Okunacak bölüm
>>>

3 Eylül 2020 Perşembe

RİYAZİ VE NİYAZİ BEYLER

1965 Yılında Profesyonel sendikacılığa ilk adımımı atmış ve çalışmalara başlamıştım. Bazı konularda oldukça ürkek davranıyordum. Bunun da sebeplerinden birinin sendikal konular hakkında bilgi eksikliğinden doğduğunu ve sendikal çalışmalarda işyeri temsilciliğinden daha fazla bilgimin olmadığı zannıydı. Henüz iki ayını yeni doldurmuş çiçeği burnunda bir başkan olarak, sendikanın Cağaloğlu'nda bulunan genel merkezine gitmem gerekmişti.

İşlerimi bitirip bir an önce Silahtarağa'da bulunan sendika şubesine dönmek için yola çıktım. Şişhane'ye kadar belediye otobüsü ile geldim ve Silahtar dolmuşuna bindim.
Kasımpaşa, Halıcıoğlu istikameti ile Haliç'in sağ yanından giderken Hasköy'de, tam da iplik fabrikasının sırasında, sırtlarını duvara yaslayarak oturmuş "tünemiş" yirmiye yakın işçi gördüm.

Birden bire dolmuştan inmek ve onlarla sohbet etmek istediğimi anladım. Ben bunu düşünürken dolmuş biraz ilerlemişti. Dolmuştan indim, gerisin geriye yürüyerek onların bulunduğu yere geldim, selam vererek yanlarına oturmak için izin istedim.

<<<

Alıştırma açıklaması
Yukarıdaki sendikacılık anısında "Kasımpaşa, Halıcıoğlu istikameti" ile başlayıp "yakın işçi gördüm." sözlerine kadar süren kısmı harfi harfine yazıya geçirin.

Kaydedilen veriler:
>>>

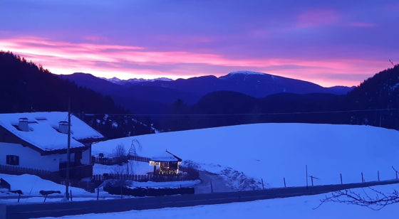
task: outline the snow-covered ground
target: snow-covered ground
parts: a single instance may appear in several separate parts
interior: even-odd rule
[[[200,169],[224,176],[230,186],[260,188],[306,184],[306,165],[315,183],[361,182],[395,177],[399,169],[399,132],[370,126],[254,124],[111,139],[93,145],[93,154],[112,155],[116,145],[128,150],[138,139],[140,156],[167,149]],[[254,181],[252,181],[252,179]],[[309,181],[310,183],[310,181]]]
[[[41,190],[60,191],[61,195],[63,195],[65,193],[65,186],[57,184],[51,181],[44,180],[34,175],[24,174],[16,176],[0,173],[0,178],[4,178],[6,182],[10,183],[11,190],[21,190],[23,193],[23,196],[41,196],[39,193]],[[69,189],[72,191],[72,194],[73,196],[91,194],[90,193],[80,188],[69,187]],[[10,195],[11,196],[18,196],[15,194]],[[6,196],[6,194],[0,193],[0,198],[3,196]],[[49,195],[48,196],[60,196],[60,194],[56,193]]]
[[[383,192],[398,189],[396,185],[375,186]],[[363,193],[368,188],[356,188],[355,192]],[[103,214],[87,214],[64,216],[62,218],[393,218],[399,213],[398,204],[388,205],[380,210],[343,203],[327,203],[314,209],[320,199],[326,195],[316,195],[285,198],[261,200],[252,202],[229,204],[198,205],[185,208],[130,210]]]
[[[28,203],[35,202],[43,202],[44,196],[41,195],[39,191],[59,191],[61,193],[54,193],[48,196],[46,202],[60,202],[63,201],[65,193],[65,186],[57,184],[51,181],[43,179],[37,176],[24,174],[20,176],[8,175],[0,173],[0,178],[4,178],[6,182],[10,183],[11,190],[21,190],[23,193],[20,203]],[[200,183],[200,181],[172,181],[172,182],[136,182],[128,181],[130,183],[130,187],[148,187],[154,188],[180,188],[180,187],[192,187]],[[84,189],[75,187],[69,187],[69,190],[72,191],[72,196],[73,201],[81,201],[97,199],[97,193],[90,193]],[[10,193],[8,189],[0,189],[0,203],[17,203],[19,195]],[[108,192],[104,191],[103,187],[100,186],[100,199],[120,198],[119,195],[110,195]],[[128,197],[125,196],[125,197]],[[134,198],[133,196],[130,196]]]

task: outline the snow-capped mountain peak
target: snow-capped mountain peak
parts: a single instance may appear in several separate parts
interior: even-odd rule
[[[265,73],[259,73],[259,72],[249,71],[249,70],[239,70],[239,71],[231,72],[226,75],[219,77],[219,78],[227,79],[227,78],[233,77],[234,75],[266,75],[267,74],[265,74]]]

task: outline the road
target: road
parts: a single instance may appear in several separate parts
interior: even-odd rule
[[[268,188],[261,191],[225,192],[194,195],[133,198],[69,203],[0,205],[0,219],[59,217],[68,215],[101,213],[168,207],[229,203],[275,198],[328,193],[343,189],[398,183],[398,180],[309,187]]]

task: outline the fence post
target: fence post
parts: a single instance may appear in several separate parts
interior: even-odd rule
[[[6,208],[6,204],[1,204],[0,203],[0,219],[6,219],[6,216],[7,215],[7,212],[6,210],[7,208]]]
[[[308,188],[308,165],[306,165],[306,188]]]
[[[342,173],[339,173],[339,176],[341,176],[341,184],[342,185]]]

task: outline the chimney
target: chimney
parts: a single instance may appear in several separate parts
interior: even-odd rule
[[[28,118],[19,118],[18,122],[18,128],[21,131],[29,132],[29,127],[28,126]]]
[[[68,122],[67,121],[61,121],[58,122],[59,127],[58,131],[61,133],[68,134]]]

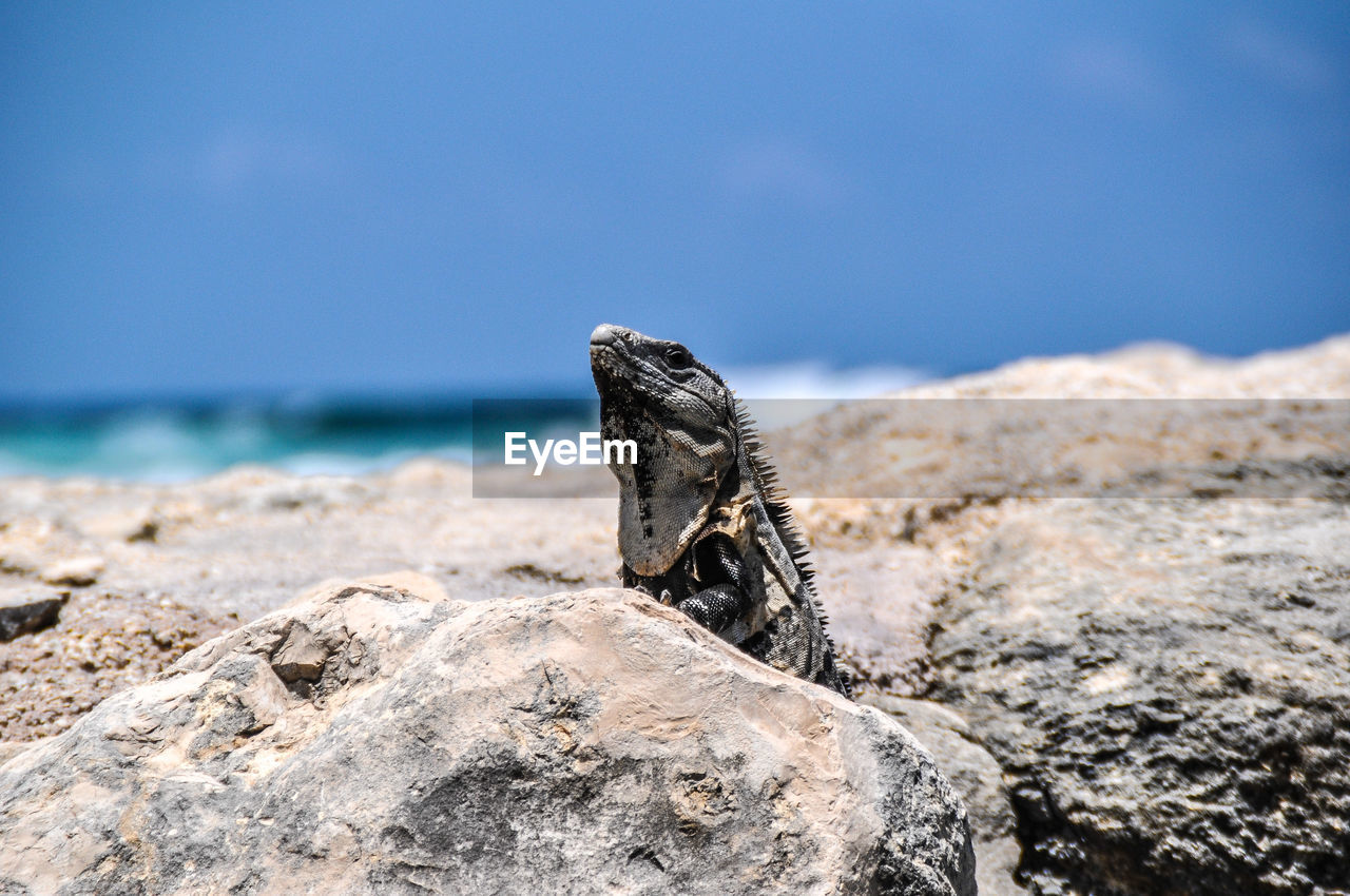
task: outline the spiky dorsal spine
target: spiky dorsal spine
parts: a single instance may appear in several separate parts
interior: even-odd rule
[[[802,582],[806,583],[814,595],[815,588],[811,586],[811,580],[815,578],[815,571],[811,568],[809,560],[810,551],[806,547],[806,536],[802,533],[801,526],[796,525],[796,520],[792,518],[792,511],[787,506],[787,493],[778,484],[778,471],[774,468],[774,463],[768,455],[764,453],[755,418],[751,417],[745,402],[736,398],[734,393],[732,394],[732,401],[736,408],[736,429],[741,440],[741,448],[745,452],[747,461],[749,461],[751,474],[755,476],[755,490],[764,502],[764,510],[778,530],[779,540],[787,549],[788,556],[792,557],[792,563],[796,564],[798,575],[801,575]]]

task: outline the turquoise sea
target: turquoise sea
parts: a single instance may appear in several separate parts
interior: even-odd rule
[[[524,425],[575,432],[593,416],[590,405],[531,401]],[[356,475],[417,456],[468,463],[471,441],[473,401],[454,397],[0,406],[0,476],[181,482],[244,463]]]
[[[817,362],[724,372],[741,395],[815,401],[875,395],[929,378],[905,367],[836,370]],[[575,436],[599,424],[594,393],[586,389],[528,398],[518,390],[509,395],[9,398],[0,399],[0,476],[182,482],[236,464],[300,475],[359,475],[418,456],[471,463],[475,399],[481,406],[490,403],[494,414],[505,409],[512,428],[543,436]],[[760,422],[771,428],[791,418]],[[500,452],[495,441],[490,448],[494,456]]]

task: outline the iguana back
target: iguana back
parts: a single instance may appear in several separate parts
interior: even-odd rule
[[[744,406],[679,343],[601,324],[605,439],[637,443],[620,483],[620,576],[768,665],[852,696],[806,545]]]

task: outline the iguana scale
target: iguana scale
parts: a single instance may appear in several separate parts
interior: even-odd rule
[[[753,422],[679,343],[591,333],[601,436],[637,443],[618,478],[620,578],[751,656],[852,696],[825,634],[806,544]]]

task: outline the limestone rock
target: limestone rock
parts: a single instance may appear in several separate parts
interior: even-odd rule
[[[20,586],[0,588],[0,641],[55,625],[66,595],[55,588]]]
[[[1350,889],[1347,548],[1341,501],[1004,507],[934,696],[1010,781],[1033,889]]]
[[[1022,858],[1017,814],[1003,785],[1003,772],[980,746],[965,719],[929,700],[884,694],[871,694],[861,700],[899,719],[933,753],[937,766],[960,793],[971,814],[980,896],[1025,896],[1026,888],[1017,883]]]
[[[0,766],[0,891],[975,893],[894,719],[637,592],[335,587]]]
[[[47,584],[68,584],[76,588],[86,588],[99,580],[103,568],[103,557],[72,557],[43,569],[42,580]]]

<<<

Alıştırma cevabı
Kasımpaşa, Halıcıoğlu istikameti ile Haliç'in sağ yanından giderken Hasköy'de, tam da iplik fabrikasının sırasında, sırtlarını duvara yaslayarak oturmuş "tünemiş" yirmiye yakın işçi gördüm.